_Exercise task:_
Rewrite every line of the entries below as a numbered list, skipping blank lines and omitting the images.

## Begin Available records

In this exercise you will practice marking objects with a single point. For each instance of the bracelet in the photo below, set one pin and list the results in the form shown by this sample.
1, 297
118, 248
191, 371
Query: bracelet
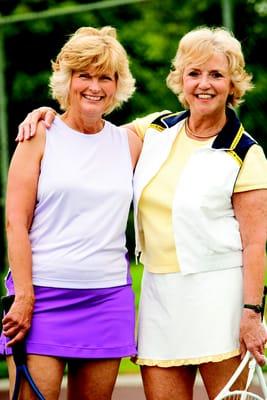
255, 307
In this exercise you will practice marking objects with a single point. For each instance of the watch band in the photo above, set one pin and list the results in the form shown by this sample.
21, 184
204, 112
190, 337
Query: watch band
255, 307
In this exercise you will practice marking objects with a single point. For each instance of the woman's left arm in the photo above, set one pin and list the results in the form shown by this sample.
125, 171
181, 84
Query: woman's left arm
251, 212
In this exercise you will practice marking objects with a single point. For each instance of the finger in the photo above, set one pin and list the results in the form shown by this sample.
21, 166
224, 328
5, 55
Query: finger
242, 350
23, 131
18, 338
49, 118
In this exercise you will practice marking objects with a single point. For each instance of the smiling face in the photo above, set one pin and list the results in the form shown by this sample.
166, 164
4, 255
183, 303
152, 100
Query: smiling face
92, 94
206, 87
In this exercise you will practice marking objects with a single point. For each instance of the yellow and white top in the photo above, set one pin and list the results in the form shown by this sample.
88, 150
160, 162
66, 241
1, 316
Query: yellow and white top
155, 206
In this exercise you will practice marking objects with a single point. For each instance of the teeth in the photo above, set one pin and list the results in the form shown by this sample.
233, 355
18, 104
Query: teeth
93, 98
204, 96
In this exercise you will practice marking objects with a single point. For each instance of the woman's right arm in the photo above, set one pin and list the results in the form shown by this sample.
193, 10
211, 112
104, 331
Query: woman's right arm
20, 203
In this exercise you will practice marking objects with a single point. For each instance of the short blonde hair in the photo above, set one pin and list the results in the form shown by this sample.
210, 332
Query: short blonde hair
97, 49
197, 46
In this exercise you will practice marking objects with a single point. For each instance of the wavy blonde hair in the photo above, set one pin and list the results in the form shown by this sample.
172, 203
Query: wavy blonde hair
97, 49
196, 47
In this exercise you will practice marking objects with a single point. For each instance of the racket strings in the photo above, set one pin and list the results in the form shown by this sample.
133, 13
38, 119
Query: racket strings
241, 395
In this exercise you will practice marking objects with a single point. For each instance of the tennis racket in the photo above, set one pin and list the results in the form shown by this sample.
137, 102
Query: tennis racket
19, 355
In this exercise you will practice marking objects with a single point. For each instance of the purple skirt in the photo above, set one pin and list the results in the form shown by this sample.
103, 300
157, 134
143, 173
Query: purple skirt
80, 323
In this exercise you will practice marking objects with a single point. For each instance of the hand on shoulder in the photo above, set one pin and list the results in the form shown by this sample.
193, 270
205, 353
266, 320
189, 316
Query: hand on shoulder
27, 128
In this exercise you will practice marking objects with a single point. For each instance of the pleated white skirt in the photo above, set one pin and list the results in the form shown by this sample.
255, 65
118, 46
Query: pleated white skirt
189, 319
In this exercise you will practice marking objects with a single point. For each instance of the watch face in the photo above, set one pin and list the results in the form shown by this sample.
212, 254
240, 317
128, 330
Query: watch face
255, 307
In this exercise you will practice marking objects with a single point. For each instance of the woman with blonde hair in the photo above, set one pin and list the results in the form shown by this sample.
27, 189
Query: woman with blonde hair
68, 197
201, 223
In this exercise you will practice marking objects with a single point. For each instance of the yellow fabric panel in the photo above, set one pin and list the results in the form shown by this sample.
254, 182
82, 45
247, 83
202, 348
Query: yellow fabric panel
159, 255
141, 124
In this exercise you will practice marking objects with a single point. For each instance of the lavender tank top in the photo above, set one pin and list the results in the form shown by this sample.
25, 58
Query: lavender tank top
84, 195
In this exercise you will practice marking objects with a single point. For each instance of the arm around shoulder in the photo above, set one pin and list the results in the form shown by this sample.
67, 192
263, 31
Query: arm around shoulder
135, 145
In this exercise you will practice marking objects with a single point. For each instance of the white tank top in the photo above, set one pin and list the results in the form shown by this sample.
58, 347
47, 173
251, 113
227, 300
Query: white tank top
84, 195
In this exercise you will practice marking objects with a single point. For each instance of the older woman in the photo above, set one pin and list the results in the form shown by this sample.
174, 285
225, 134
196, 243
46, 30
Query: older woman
68, 196
201, 223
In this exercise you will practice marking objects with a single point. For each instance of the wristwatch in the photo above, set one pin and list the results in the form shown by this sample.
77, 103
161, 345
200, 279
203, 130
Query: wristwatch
255, 307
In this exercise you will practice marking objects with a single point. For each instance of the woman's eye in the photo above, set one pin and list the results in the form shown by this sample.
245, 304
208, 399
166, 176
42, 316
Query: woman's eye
106, 78
216, 74
193, 73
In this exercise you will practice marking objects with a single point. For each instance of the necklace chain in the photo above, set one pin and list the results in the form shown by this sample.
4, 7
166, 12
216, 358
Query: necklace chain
191, 133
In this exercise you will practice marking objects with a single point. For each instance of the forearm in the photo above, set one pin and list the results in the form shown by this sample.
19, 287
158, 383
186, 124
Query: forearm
20, 260
254, 261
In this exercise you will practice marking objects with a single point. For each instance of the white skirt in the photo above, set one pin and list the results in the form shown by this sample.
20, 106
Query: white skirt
189, 319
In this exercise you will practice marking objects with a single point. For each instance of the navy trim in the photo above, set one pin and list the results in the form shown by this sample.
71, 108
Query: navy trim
231, 138
168, 120
228, 135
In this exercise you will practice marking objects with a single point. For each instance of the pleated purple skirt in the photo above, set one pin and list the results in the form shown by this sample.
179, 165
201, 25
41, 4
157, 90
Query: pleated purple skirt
80, 323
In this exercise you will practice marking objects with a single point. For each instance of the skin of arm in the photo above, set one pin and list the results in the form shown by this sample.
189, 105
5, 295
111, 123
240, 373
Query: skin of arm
135, 145
27, 128
20, 203
251, 212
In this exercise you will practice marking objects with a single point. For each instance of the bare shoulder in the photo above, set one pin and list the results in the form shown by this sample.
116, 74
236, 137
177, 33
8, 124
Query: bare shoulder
33, 148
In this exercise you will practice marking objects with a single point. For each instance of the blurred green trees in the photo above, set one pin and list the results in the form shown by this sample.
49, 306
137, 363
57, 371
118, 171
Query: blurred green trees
150, 32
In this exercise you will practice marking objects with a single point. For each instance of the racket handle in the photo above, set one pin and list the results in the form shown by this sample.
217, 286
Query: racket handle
18, 349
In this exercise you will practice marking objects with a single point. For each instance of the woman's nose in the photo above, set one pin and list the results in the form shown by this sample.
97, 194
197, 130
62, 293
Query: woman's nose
94, 85
204, 81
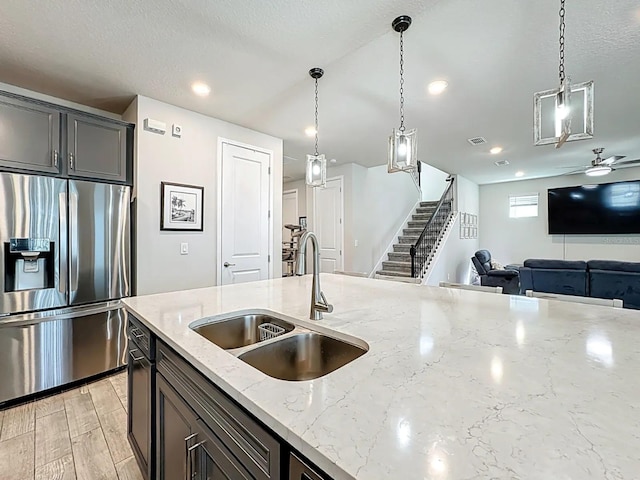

## End Available records

_Response:_
1. In this exercise you will practice marking objects with a single point. For each instance of the bracelet in the photo below, set one pin and list the results in the form shown by this sample.
2. 1, 297
3. 118, 248
4. 191, 371
5. Query: bracelet
6. 255, 307
7. In this exercise you will practice marking objects with a single point. For each instance of the watch band in the photo above, set one pin and list the results in the form shown by this sample.
8. 21, 184
9. 204, 112
10. 190, 337
11. Query: watch band
12. 255, 307
13. In this exercise you will practice marking objects with a single point. For each instance of the woman's left arm in the photo above, set one pin and list the results in the form shown by this sample.
14. 125, 171
15. 181, 84
16. Query: woman's left arm
17. 251, 212
18. In this exercise you will practice marking objects with a single point. For each instance of the finger in the photo above, set one pin and list the results in the form shown by this sample.
19. 21, 166
20. 224, 328
21. 5, 55
22. Query: finger
23. 242, 350
24. 23, 131
25. 18, 338
26. 49, 118
27. In this exercise you will practice marking objects with a single point. For each instance of the smiling face in the photo above, set one pin and list the results in the form shown by this sample.
28. 166, 164
29. 4, 255
30. 183, 303
31. 152, 100
32. Query: smiling face
33. 92, 94
34. 206, 87
35. In this exercise you will practice marking objects with a single point. For each instance of the yellow and white top in the photo above, set one pin and list the results in the form shown by this sample.
36. 88, 150
37. 160, 162
38. 66, 241
39. 1, 316
40. Query: yellow and white top
41. 155, 206
42. In this exercise you will practice marking objects with a single point. For each instance of the teeth in the photo above, set one pin and list the results in the form shown by this sample.
43. 233, 355
44. 18, 104
45. Query: teeth
46. 93, 98
47. 204, 96
48. In this exercise you will practice marking objects with a single point. For each instance of the woman's right arm in the photo above, set one pin and list the results in the form shown by this sample.
49. 193, 10
50. 211, 112
51. 104, 331
52. Query: woman's right arm
53. 20, 203
54. In this exercise you will practice marking objects with a single point. For each instance of the short blonde hair in the photo above, set one pin and list the results in the form shown by this sample.
55. 210, 332
56. Query: short blonde hair
57. 97, 49
58. 197, 46
59. In this exercise you will practice marking objects with a single point. For each instance of the wavy blonde hair in the photo above, set one pin and list the results in the form shown by this sample.
60. 172, 203
61. Query: wavy blonde hair
62. 97, 49
63. 196, 47
64. In this exercise you will practice marking objects with a single point. For each instance of the racket strings in the photo above, set one pin and list the results in the form shown by this sample.
65. 133, 13
66. 38, 119
67. Query: racket strings
68. 241, 395
69. In this exercise you will practice marking objects with a single point. For each instance of the tennis racket in the photo above, set one pin and list the results in the form shown by this sample.
70. 137, 102
71. Query: tennis racket
72. 19, 355
73. In this exercise you will practice marking objects with a single point. For each instance of the purple skirt in the photo above, set one pin and list the results in the form shown by this sample.
74. 103, 300
75. 157, 134
76. 143, 173
77. Query: purple skirt
78. 80, 323
79. In this exercise you will practice marking objects with a single point. For each instance of the hand on shoulder in the photo above, set one pin and list the results in the form shown by this sample.
80. 193, 270
81. 205, 353
82. 266, 320
83. 189, 316
84. Query: hand on shoulder
85. 27, 128
86. In this exercise you will practice marking objects with a single point. For each instance of the pleated white skirt in the photo above, set one pin and list the results in the form shown by this sample.
87. 255, 65
88. 118, 46
89. Query: pleated white skirt
90. 189, 319
91. In this exercise you will practice marking objects with a single point. For each instance of the watch face in the photo above, set one pin and list the results in the form shown by this sample.
92. 212, 254
93. 240, 317
94. 128, 330
95. Query: watch face
96. 255, 307
97. In this exercise you will practice marking objects with a single point. For each instance of the woman with blonde hair in the photo above, set one pin and list the results in the form shown by this sample.
98. 27, 189
99. Query: woman with blonde hair
100. 68, 197
101. 201, 223
102. In this exercise you will practice marking objects with a single point. For each instance of the yellow fabric panel in the photo above, set one pin and list the results in the form shown by this sample.
103. 254, 182
104. 82, 45
105. 247, 83
106. 202, 348
107. Query: yellow fabric panel
108. 159, 255
109. 141, 124
110. In this exercise you will practice marking objects with a single point. For each instance of the lavender tank top in the photo above, set one pin and list the results in the form shown by this sample.
111. 25, 58
112. Query: lavender tank top
113. 84, 195
114. In this exercise you will practice marking objects with a single point. For each instance of the arm around shoulder in the photo above, set one pin and list the results in the form shown by this sample.
115. 67, 192
116. 263, 31
117. Query: arm around shoulder
118. 135, 145
119. In this exercise you will practice marking objects with a single point. For each instance of the white tank top in the photo above, set one pin and list the results in the form shown by this sample.
120. 58, 347
121. 47, 173
122. 251, 113
123. 227, 300
124. Query: white tank top
125. 84, 195
126. In this exercise you will practice marking objects with a single point. For each instance of the older woman in the photo above, set one pin and list the results in the form shown by this sample.
127. 174, 285
128. 225, 134
129. 196, 243
130. 46, 30
131. Query: older woman
132. 68, 196
133. 201, 223
134. In this exercise you will practice marking objects with a single point. For each instance of the wristwatch in the photo above, set one pin and list the results in the form shown by this sample.
135. 77, 103
136. 161, 345
137. 200, 279
138. 203, 130
139. Query: wristwatch
140. 255, 307
141. In this exercise you will practice marking objects with a single point. For each instance of the woman's eye in the photo above, set one pin and list the results in the form shown by this sample.
142. 245, 304
143. 208, 399
144. 166, 176
145. 42, 316
146. Query: woman's eye
147. 106, 78
148. 216, 74
149. 193, 73
150. In this exercise you will practice marking objects with a single point. For each instance of the necklace chain in the photo above, set one pin and list the results in the form shown by this sample.
151. 4, 7
152. 166, 12
153. 216, 358
154. Query: necklace chain
155. 191, 133
156. In this exercise you will practice marking objects with a single point. For each instance of the forearm in the photo above, set one pin and list the results in the form shown by this sample.
157. 19, 287
158. 158, 383
159. 186, 124
160. Query: forearm
161. 20, 260
162. 254, 261
163. In this exercise you will practice marking objects with a single point. For each instance of the white skirt in the photo above, set one pin and list the results in the form shown by this sample.
164. 20, 106
165. Query: white skirt
166. 189, 319
167. In this exercise you will practice marking objects with a single point. For each instance of the navy trim in the photo above, set one pin and list the results in the form shown by this sample.
168. 71, 108
169. Query: navy trim
170. 231, 138
171. 168, 120
172. 228, 135
173. In this exercise you will practice marking objects with a single point. For each instance of the pleated purple skirt in the photo above, set one pin and list the results in the form shown by this sample.
174. 179, 165
175. 201, 25
176. 41, 4
177. 157, 90
178. Query: pleated purple skirt
179. 80, 323
180. In this exercise you will practice marking objects with a single point. For each instance of the skin of arm in the photo above, set one pin and list the results in the form shown by this sample.
181. 189, 105
182. 5, 295
183. 111, 123
184. 240, 373
185. Query: skin of arm
186. 135, 145
187. 27, 128
188. 20, 203
189. 251, 212
190. In this exercise you will practice marking objects with a single point. For each instance of the bare shoulder in the photo above, set one pin and list the results in the form shown by this sample.
191. 116, 74
192. 236, 137
193. 177, 33
194. 8, 124
195. Query: bare shoulder
196. 33, 148
197. In this exercise you will practice marking objects with a single point. For each instance of the blurred green trees in the photo above, set one pin and list the results in the form shown by this sample.
198. 49, 306
199. 137, 363
200. 57, 371
201. 118, 171
202. Query: blurred green trees
203. 150, 32
204. In this exercise you will practice marking objects with a single point. For each instance of the racket handle in the photo above, set one pin and list the results in the form shown by this sample.
205. 217, 286
206. Query: racket handle
207. 18, 349
208. In this exercise you will practice marking objects with a single point. For each instance of the woman's nose in the photo above, set one pin and list the results in the form shown by this sample.
209. 97, 194
210. 197, 130
211. 62, 293
212. Query: woman's nose
213. 94, 85
214. 204, 81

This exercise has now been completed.